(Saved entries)
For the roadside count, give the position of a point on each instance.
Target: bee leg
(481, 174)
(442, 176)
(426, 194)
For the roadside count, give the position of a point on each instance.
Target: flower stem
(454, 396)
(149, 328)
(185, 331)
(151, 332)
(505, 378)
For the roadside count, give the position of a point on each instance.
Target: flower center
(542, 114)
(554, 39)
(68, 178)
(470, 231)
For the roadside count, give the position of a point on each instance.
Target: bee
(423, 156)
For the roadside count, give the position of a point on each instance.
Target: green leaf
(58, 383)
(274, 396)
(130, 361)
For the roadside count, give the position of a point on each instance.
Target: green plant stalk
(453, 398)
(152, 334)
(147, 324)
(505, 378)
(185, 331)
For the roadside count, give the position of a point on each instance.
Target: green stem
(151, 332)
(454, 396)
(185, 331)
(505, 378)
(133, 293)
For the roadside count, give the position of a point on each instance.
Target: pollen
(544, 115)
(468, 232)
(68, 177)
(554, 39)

> **Exercise objective**:
Retype the data exactly as it reads.

> **Expected output**:
For the roadside count, give the position of a point on each instance.
Target: bee leg
(481, 174)
(442, 176)
(426, 194)
For the roadside count, give the position of a point on each instance.
Target: flower stem
(454, 396)
(149, 328)
(185, 331)
(151, 332)
(505, 378)
For the roadside count, give the position of a point on each instance.
Target: flower center
(542, 114)
(554, 39)
(68, 178)
(470, 231)
For the roadside count, give the position of a point on each instance.
Target: bee
(423, 156)
For the roadside count, give the position of a point on each instance.
Target: green leaf
(58, 383)
(274, 396)
(130, 361)
For the roadside count, give the position of a point on each instance.
Target: green plant stalk
(453, 398)
(152, 334)
(147, 324)
(505, 378)
(185, 331)
For the roadside count, give the position of a point on each instance.
Target: green stem
(151, 332)
(454, 396)
(185, 331)
(505, 378)
(133, 293)
For the roadside count, give the position of a point on each instance.
Target: pollen
(544, 115)
(468, 232)
(68, 177)
(554, 39)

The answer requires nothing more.